Problem description —
Give back the lines from the one containing "the red patterned" through the one containing "<point>282,278</point>", substituting "widest" for each "thickest" and leaving everything else unchanged.

Input material —

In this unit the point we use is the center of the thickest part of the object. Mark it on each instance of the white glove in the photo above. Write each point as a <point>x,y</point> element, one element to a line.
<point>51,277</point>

--

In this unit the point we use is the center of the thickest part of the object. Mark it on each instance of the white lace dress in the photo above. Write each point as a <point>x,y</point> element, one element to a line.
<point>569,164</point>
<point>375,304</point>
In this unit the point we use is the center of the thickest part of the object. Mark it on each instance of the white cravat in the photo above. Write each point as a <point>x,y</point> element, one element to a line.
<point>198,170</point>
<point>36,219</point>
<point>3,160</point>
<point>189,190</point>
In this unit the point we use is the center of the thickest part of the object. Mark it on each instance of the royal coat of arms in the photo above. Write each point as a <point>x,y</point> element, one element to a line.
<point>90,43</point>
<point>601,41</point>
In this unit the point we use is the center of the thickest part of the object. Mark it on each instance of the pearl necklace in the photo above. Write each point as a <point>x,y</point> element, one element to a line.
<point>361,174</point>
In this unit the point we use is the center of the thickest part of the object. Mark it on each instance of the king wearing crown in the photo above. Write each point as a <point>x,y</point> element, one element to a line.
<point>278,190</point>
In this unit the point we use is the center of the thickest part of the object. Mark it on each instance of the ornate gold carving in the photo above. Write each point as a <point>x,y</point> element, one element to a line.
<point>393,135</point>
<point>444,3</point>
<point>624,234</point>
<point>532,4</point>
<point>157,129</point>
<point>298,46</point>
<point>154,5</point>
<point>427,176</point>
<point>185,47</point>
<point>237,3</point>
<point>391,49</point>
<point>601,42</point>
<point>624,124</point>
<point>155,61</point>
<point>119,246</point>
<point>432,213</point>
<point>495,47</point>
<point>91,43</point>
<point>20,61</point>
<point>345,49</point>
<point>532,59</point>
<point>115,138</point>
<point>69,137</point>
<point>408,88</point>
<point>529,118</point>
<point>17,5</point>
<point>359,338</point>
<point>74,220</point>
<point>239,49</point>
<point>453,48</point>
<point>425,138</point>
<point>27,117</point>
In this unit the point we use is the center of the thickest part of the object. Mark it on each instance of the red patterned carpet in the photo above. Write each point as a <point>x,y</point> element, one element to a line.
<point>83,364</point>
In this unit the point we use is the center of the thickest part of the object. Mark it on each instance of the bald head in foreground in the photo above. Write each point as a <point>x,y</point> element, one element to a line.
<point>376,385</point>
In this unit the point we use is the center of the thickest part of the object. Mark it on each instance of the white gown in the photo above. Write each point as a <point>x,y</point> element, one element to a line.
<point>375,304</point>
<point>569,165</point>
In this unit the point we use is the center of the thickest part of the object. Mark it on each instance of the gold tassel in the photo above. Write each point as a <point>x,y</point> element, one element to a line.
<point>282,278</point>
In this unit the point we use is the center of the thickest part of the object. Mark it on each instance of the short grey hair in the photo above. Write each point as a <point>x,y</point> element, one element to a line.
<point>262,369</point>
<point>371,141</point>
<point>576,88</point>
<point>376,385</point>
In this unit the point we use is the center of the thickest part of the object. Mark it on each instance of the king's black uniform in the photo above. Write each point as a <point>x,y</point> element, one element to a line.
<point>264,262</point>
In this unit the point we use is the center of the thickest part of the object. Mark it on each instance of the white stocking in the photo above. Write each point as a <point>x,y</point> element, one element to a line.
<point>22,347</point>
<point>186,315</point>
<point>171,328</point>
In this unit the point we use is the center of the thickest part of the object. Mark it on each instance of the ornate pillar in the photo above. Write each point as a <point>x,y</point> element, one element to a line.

--

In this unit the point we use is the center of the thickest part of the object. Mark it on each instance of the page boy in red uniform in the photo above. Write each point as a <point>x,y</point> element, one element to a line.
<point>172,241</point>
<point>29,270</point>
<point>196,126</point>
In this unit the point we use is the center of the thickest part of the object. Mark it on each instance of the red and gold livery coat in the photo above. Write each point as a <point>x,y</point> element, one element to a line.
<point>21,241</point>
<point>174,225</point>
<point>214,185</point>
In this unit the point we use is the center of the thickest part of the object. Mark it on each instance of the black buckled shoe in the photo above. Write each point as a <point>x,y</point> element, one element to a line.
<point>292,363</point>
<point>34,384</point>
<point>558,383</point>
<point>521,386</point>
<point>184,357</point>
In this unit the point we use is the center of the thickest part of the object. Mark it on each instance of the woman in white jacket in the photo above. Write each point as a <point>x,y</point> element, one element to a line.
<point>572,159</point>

Exercise output —
In this unit the point we use is the center of the widest part of the object. Mark it on each instance of the red patterned carpet in the photo above. Write each point as a <point>x,y</point> element, one element to a line.
<point>83,364</point>
In this unit the point we use is the center of the widest part of the object. Mark it on each instance of the bald head in foreground in the photo above. Write each point as a <point>x,y</point> element, one element to a line.
<point>376,385</point>
In this unit the point we use is the center of the widest part of the object. Mark it on each instance of the white gown in the photo above. Write each point as a <point>x,y</point> element, one element to a line.
<point>375,304</point>
<point>569,165</point>
In this unit the point we use is the center of the widest part of the object. Mark it on each instance of the gold tassel in the photo above. Write each point as a <point>x,y</point> element, one element to a line.
<point>282,278</point>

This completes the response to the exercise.